▸ Travail à faire
a - D'après l'extrait sur les marchés obligataires, à combien s'élève actuellement l'OAS sur les obligations d'entreprises notées BBB dans l'indice ICE BofAML ?
b - Recopiez le passage de l'extrait sur les marchés obligataires qui commence par « Les obligations notées BBB pourraient » et se poursuit jusqu'à « de St. Louis.) ».

▸ Extrait fourni

===

Par 24 janvier 2020Alertes

Dan Amoss

Cher lecteur,

Le goût du risque qui anime les investisseurs atteint des plus hauts historiques, et les actions battent de nouveaux records. La théorie selon laquelle rien de baissier ne peut arriver dans les secteurs des actions ou des obligations, tant que la Fed émet de l’argent – via le QE ou le « repo » – est à son paroxysme.

Mais les exemples du Japon et de l’Europe montrent que les actions ne s’apprécient pas toujours en période de QE. Les bénéfices des entreprises doivent systématiquement augmenter pour que les gains financiers dopés par le QE puissent durer. Par conséquent, une forte pression s’exerce sur les sociétés, pour qu’elles soient à la hauteur lors de la prochaine saison de publication des résultats.

L’appétit vorace des investisseurs pour le risque s’étend aux marchés du crédit. Les spreads de crédit (écarts de rémunération entre les crédits plus ou moins risqués) sur les obligations d’entreprises sont proches de leur plus bas record.

Pourtant, comme je vais vous le montrer dans un instant, certains segments du marché du crédit sont en difficulté, et provoquent des déclarations de faillite…

Actuellement, sur l’indice ICE (Intercontinental Exchange) BofAML (Bank of America Merrill Lynch), l’OAS (« Option-Adjusted Spread » : spread ajusté de l’option) sur les obligations d’entreprises notées BBB est de 1,29%. Cela signifie que les investisseurs obligataires sont prêts à accepter 1,29%, seulement, au-dessus des bons du Trésor, pour assumer le risque de défaut que présentent les obligations notées BBB.

Les obligations notées BBB pourraient faire défaut en cas de récession. Bien avant le défaut, la note de ces obligations serait dégradée à CCC. Au cours de ce processus de dégradation, leur cours chuterait et leur rendement augmenterait. (Vous trouverez un graphique représentant le spread de référence sur les obligations BBB, dans la base de données de la Réserve Fédérale de St. Louis.)

Les spreads sur les obligations notées CCC sont plus élevés, proches de 9,61%. Les investisseurs exigent des rendements bien plus élevés pour détenir des obligations notées CCC, car la probabilité de défaut est bien plus élevée.

Dans le cadre de Crash Speculator, nous surveillons la différence entre les spreads CCC et les spreads BBB afin de mesurer les craintes de défaut des investisseurs. Or, en ce moment, cette différence indique que les investisseurs sont bien moins tolérants au risque dans les segments les plus risqués du marché des obligations d’entreprise.

Les investisseurs obligataires pourraient même devenir encore moins tolérants au risque après cette nouvelle datant du 21 janvier : une déclaration de faillite de plusieurs milliards de dollars dans le secteur du génie civil et de la construction.

McDermott International Inc. (NYSE : MDR) est un fournisseur intégré de technologies et de solutions d’ingénierie et de construction destinées au secteur de l’énergie.

===

▸ Données recueillies
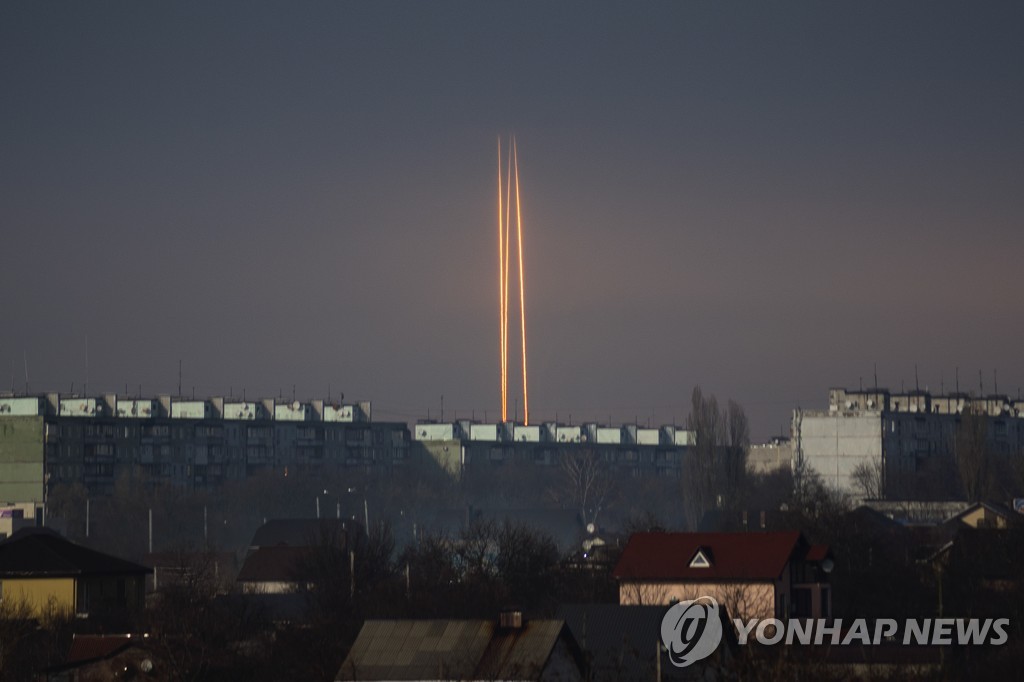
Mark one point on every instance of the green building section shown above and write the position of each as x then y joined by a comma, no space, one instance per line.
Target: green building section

===

▸ Corrigé de l'exercice
a - Il s'élève à 1,29%.

b -
Les obligations notées BBB pourraient faire défaut en cas de récession. Bien avant le défaut, la note de ces obligations serait dégradée à CCC. Au cours de ce processus de dégradation, leur cours chuterait et leur rendement augmenterait. (Vous trouverez un graphique représentant le spread de référence sur les obligations BBB, dans la base de données de la Réserve Fédérale de St. Louis.)